4. Pela segunda vez em seis meses a UE foi derrotada, quer no plano interno grego, quer, por reflexo, no plano europeu. O capital grego e o capital europeu na Grécia não têm neste momento os seus normais representantes no poder em Atenas. Mais: as suas forças de reserva (a Nova Democracia e o Pasok) voltaram a ser desgastadas pela derrota de dia 5. Isto prova de novo que a base de apoio das forças burguesas tradicionais (as classes médias) entrou num processo de dissociação, desertando e descalçando os partidos do capital, desde a direita ao chamado centro-esquerda. A persistência da crise económica só tenderá a acentuar este processo, facto que em termos objectivos abre campo à acção das forças revolucionárias.

5. A questão que agora se coloca na Grécia é como pode e como vai prosseguir este movimento de deslocação à esquerda das massas populares. Só pode prosseguir se a resistência à austeridade evoluir para uma luta anticapitalista; se a esquerda revolucionária se integrar no movimento que está em curso e o fizer avançar ao ponto de as massas trabalhadoras reclamarem um novo sistema social.

• _TRABALHO A REALIZAR_
1. Com base no texto sobre a crise na Grécia, explique em uma a três frases por que motivo a persistência da crise económica abre campo à acção das forças revolucionárias.
2. Extraia do texto sobre a crise na Grécia o trecho que começa em "4. Pela segunda" e termina em "das forças revolucionárias.".
Os dados provêm de uma fonte diferente da do texto.

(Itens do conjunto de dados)
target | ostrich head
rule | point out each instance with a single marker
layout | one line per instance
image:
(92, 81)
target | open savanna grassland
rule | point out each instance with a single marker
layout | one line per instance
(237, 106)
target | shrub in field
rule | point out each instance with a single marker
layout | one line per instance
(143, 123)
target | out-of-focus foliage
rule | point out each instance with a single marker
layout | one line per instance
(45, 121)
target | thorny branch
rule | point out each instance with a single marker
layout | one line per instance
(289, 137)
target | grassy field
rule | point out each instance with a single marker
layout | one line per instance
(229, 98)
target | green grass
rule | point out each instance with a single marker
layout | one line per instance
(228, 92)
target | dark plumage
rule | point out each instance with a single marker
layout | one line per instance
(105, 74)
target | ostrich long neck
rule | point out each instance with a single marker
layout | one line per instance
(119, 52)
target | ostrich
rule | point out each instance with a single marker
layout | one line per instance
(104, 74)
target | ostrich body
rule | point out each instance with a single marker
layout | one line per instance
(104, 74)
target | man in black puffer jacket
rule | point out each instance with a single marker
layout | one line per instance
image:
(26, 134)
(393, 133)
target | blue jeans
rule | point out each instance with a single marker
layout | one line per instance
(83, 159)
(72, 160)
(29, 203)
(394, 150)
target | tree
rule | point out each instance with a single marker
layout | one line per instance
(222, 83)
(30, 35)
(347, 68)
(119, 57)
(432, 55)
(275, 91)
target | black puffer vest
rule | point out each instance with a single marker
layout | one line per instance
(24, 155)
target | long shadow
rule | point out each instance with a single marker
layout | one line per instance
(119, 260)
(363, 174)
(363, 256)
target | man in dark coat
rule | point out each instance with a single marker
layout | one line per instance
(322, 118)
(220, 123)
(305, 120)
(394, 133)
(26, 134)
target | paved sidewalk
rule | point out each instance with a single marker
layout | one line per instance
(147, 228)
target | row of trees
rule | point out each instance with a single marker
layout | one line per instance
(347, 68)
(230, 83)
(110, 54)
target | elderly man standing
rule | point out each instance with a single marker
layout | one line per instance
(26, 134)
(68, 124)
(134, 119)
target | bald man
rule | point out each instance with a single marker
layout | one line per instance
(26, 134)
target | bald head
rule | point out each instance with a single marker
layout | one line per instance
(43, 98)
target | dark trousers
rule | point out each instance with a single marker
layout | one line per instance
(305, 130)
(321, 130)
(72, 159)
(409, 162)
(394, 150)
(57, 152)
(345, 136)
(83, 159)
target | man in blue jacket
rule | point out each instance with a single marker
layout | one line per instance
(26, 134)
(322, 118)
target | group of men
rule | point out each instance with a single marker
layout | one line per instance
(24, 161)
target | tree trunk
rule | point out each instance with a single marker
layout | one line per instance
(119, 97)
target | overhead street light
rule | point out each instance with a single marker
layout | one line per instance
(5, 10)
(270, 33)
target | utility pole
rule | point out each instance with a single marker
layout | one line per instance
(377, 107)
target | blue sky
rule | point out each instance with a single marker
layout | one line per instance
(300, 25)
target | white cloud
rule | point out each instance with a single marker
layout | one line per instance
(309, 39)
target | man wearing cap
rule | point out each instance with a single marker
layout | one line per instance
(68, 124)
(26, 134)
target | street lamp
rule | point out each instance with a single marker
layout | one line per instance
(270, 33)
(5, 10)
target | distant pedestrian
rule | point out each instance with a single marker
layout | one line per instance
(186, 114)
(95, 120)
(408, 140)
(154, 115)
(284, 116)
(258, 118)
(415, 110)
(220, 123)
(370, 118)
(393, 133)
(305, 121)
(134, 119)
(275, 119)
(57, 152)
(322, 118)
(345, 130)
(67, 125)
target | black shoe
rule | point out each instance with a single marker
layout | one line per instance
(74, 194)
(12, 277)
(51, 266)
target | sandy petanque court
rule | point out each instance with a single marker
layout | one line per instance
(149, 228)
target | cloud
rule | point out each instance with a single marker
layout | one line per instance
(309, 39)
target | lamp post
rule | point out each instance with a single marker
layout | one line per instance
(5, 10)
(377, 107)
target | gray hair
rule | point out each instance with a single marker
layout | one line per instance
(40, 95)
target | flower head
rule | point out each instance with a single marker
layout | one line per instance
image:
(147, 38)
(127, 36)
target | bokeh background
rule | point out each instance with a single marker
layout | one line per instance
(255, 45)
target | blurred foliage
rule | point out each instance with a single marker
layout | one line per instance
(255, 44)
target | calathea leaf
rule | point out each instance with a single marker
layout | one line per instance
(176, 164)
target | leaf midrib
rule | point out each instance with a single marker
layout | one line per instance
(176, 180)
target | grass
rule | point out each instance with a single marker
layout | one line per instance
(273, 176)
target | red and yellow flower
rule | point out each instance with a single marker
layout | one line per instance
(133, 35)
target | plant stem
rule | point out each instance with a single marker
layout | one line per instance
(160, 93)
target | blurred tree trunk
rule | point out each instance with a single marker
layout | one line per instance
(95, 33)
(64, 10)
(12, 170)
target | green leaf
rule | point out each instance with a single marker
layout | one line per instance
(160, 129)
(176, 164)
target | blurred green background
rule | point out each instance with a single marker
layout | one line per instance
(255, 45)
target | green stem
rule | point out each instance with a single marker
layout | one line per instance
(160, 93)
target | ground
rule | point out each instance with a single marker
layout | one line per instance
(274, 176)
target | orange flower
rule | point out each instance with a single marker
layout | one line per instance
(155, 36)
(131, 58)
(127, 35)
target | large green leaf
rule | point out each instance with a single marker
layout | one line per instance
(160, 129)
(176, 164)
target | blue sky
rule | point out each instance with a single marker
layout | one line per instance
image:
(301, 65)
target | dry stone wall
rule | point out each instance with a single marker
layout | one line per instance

• _RESPOSTAS ESPERADAS_
1. A persistência da crise tende a acentuar a dissociação da base de apoio das forças burguesas tradicionais, as classes médias, que estão a desertar dos partidos do capital, da direita ao chamado centro-esquerda. Esse afastamento, em termos objectivos, abre campo à acção das forças revolucionárias.

2.
4. Pela segunda vez em seis meses a UE foi derrotada, quer no plano interno grego, quer, por reflexo, no plano europeu. O capital grego e o capital europeu na Grécia não têm neste momento os seus normais representantes no poder em Atenas. Mais: as suas forças de reserva (a Nova Democracia e o Pasok) voltaram a ser desgastadas pela derrota de dia 5. Isto prova de novo que a base de apoio das forças burguesas tradicionais (as classes médias) entrou num processo de dissociação, desertando e descalçando os partidos do capital, desde a direita ao chamado centro-esquerda. A persistência da crise económica só tenderá a acentuar este processo, facto que em termos objectivos abre campo à acção das forças revolucionárias.